_PASSAGE PROVIDED_:
“Education, too?”: tips for investigating sexual allegations in schools and higher education settings

28 June 2022

Worldwide the #MeToo movement continues to grow and shift. In the past 12 months alone, we have seen a marked rise in the number of reports being investigated by schools and tertiary education providers about allegations of sexual offences, harassment and abuse. It seems that these reports will only continue to grow as children and young adults become more equipped and confident to make reports of such conduct, with more platforms such as Everyone’s Invited (which reached its two-year anniversary this month) accessible for their voices to be heard.

It is integral that, when investigating a report of a sexual offence, harassment or abuse, the investigator takes a series of steps to protect both the complainant and the respondent and the integrity of the investigation being undertaken.

As we know too often, and has recently been reported in The Times, the outcomes of such investigations (including exclusion from schools) can have very serious consequences for both a complainant’s and a respondent’s personal and future professional life. For that reason, it is crucial that any investigation taken is unbiased and clearly documented, with both the complainant and the respondent being offered support throughout the process.

We have put together our top tips for schools and institutions conducting these sensitive investigations:

1. Take the initial complaint in a non-leading way and record it accurately

When a complaint is received, ensure that as much information as possible is obtained relating to the complaint. The investigator needs to take steps to inform themselves about what the complaint is and which procedures will apply to their investigation.


2. Investigators must be suitably trained to conduct the investigation in a timely manner

The investigator should plan how they will conduct the investigation, including (1) who they will interview and ask for written statements, (2) when they will have conducted interviews by and (3) when a written report of their findings is due to be completed. They should also ensure that all sensitive data is securely held.

3. Consider precautionary measures

Any interim measures must be necessary and proportionate during the investigation to safeguard the parties or to enable a full investigation to be carried out. There should be no ‘blanket’ application of such measures; it will need to be assessed on a case-by-case basis. Any precautionary measure deployed should be for a specified period of time and should be regularly reviewed, particularly as the investigation develops or if there is a material change in the facts or evidence in the case. The right to seek a review of the decision to implement these measures should be available to the complainant and respondent if new information becomes available.

4. Fairness is paramount

Ensure the process is fair to all parties and that all parties are treated fairly and equally. Achieving fairness in the resolution of complaints starts with a comprehensive, well-structured, procedure.

_REQUIREMENT 1_:
According to the piece on investigating sexual allegations in schools, what anniversary did Everyone's Invited reach this month?

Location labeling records
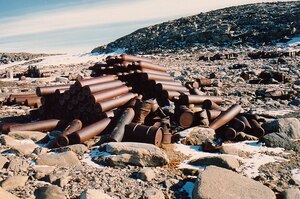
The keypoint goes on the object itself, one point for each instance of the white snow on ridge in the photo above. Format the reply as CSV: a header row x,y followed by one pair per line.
x,y
69,58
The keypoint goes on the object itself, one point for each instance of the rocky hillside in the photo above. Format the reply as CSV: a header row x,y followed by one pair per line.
x,y
6,58
253,24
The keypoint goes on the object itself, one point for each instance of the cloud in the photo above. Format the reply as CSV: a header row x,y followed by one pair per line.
x,y
108,13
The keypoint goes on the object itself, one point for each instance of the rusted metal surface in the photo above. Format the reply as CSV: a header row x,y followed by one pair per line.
x,y
44,125
118,131
225,117
89,131
141,133
196,99
47,90
209,104
114,103
89,89
62,140
108,94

_REQUIREMENT 2_:
Rescale the location labeling rows starting at the line that contains "of the rusted" and ending at the last line of those rows. Reproduce these lines, including the request, with every x and y coordinate in the answers multiplied by 2 and rounded to whole numbers, halves rounded up.

_WORKED SOLUTION 1_:
Its two-year anniversary.

_WORKED SOLUTION 2_:
The keypoint goes on the object itself, one point for each instance of the rusted metal surface in the photo above. Format the reply as CSV: a header row x,y followed by one pair per line.
x,y
88,250
236,262
450,234
178,262
282,266
392,198
94,180
418,208
228,206
178,178
124,280
216,188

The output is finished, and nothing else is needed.